Document section:
:::::

The primary experimental settings that operators need to decide on prior to experiment start are frequency of data measurements and total number of data measurements. Together, these parameters define the length of an experiment. We evaluated the influence of varying the data measurement frequency on extracted fitness components in a standard 72h experiment, using the two benchmarking sets. While growth efficiency and lag were largely unaffected by realistic frequency changes (Additional file 2: Figure S7), minimum population doubling times were systematically and continuously overestimated when data measurements were less frequent (Fig. 6a, upper panel). Minimum population doubling times typically occur early in the net growth phase. As data measurement frequency decreases, minimum population doubling times are increasingly based on data points from later in the net growth phase, where slopes are less steep and the exponential growth assumption increasingly incorrect (Additional file 2: Figure S6).
We also tested an alternative method for rate extraction, based on a single linear regression over five consecutive time-points, expecting it to have a lower degree of dependency for alterations in frequency of sampling. Indeed, we found that the tendency towards overestimating true minimum population doubling times at lower measurement frequencies was somewhat less severe when linear regressions over five consecutive time-points were considered (Fig 6b). Comparing the two growth rate extraction methods on high frequency sampled data, we found near perfect correlation (r2=0.9966) over the whole range of growth rates in the high-quality data set (Fig. 6b), but a slight, systematic tendency for extraction of shorter minimum population doubling times using linear regression. This tendency was substantially stronger in the low-quality data set, where the correlation was also less impressive (Fig. 6b; lower graph). The discrepancy between the two methods primarily originated from the default method, based on the mean of many high slopes, discarding the two highest slopes; when including the two highest slopes in the growth rate extraction, the correlation between methods was excellent (r2=0.9705) and the systematically faster growth extracted using linear regression disappeared (data not shown). We conclude that for high-frequency sampled growth data, maximal population doubling time estimates are mostly independent of which of the two methods are used. In PRECOG the user can select the preferred growth rate extraction method.
Estimation of phenotypes is central in experimental life sciences. Advancing the speed and accuracy with which phenotype estimation can be achieved is therefore critical to scientific progress. Although phenomics still lags behind genomics , the throughput of phenotypic data acquisition has now, for a wide set of model organisms, advanced to a degree that data analysis, standardization, visualization and validation are becoming critical bottlenecks. The computational challenge is amplified by that many phenomics instruments, each with their own noise levels, biases and limitations that need specific attention, are in use without unified industry standards . Concerns over the reproducibility, comparability and accessibility of the vast resources of phenotypic data are also being voiced by an increasing fraction of the life science community [56–59].

:::::

Exercise objective: From the passage on measuring growth data, quote the stretch from "Estimation of phenotypes" through "science community [56–59].". You won't need the records at all.

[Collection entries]
:::::

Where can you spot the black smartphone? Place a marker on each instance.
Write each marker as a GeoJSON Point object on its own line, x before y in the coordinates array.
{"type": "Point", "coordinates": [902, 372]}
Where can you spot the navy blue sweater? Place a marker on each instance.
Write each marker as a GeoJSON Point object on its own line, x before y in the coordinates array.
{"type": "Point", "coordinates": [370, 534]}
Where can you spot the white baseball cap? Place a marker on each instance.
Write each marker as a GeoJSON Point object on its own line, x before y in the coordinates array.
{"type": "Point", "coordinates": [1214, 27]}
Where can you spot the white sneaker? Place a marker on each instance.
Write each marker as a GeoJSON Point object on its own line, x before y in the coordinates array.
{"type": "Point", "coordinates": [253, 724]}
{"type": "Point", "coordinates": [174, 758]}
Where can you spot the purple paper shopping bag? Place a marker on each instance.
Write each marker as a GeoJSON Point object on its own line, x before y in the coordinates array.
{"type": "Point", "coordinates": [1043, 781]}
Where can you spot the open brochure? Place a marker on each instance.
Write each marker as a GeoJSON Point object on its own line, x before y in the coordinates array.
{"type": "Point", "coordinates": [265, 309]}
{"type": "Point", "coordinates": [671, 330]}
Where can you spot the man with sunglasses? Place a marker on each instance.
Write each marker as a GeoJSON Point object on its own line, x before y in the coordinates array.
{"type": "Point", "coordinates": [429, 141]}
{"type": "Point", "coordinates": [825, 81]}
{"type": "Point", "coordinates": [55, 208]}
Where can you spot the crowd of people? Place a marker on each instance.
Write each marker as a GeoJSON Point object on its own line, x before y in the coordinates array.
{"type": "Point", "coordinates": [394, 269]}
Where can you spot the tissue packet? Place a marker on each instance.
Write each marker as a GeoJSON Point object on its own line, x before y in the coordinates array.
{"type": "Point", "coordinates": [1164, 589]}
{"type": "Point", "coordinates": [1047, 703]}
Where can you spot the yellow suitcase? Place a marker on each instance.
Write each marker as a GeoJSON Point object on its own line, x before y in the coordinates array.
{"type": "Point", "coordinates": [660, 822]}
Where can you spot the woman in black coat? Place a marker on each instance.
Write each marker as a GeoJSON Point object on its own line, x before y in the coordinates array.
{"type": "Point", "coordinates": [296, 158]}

:::::

Response to the task:
Estimation of phenotypes is central in experimental life sciences. Advancing the speed and accuracy with which phenotype estimation can be achieved is therefore critical to scientific progress. Although phenomics still lags behind genomics , the throughput of phenotypic data acquisition has now, for a wide set of model organisms, advanced to a degree that data analysis, standardization, visualization and validation are becoming critical bottlenecks. The computational challenge is amplified by that many phenomics instruments, each with their own noise levels, biases and limitations that need specific attention, are in use without unified industry standards . Concerns over the reproducibility, comparability and accessibility of the vast resources of phenotypic data are also being voiced by an increasing fraction of the life science community [56–59].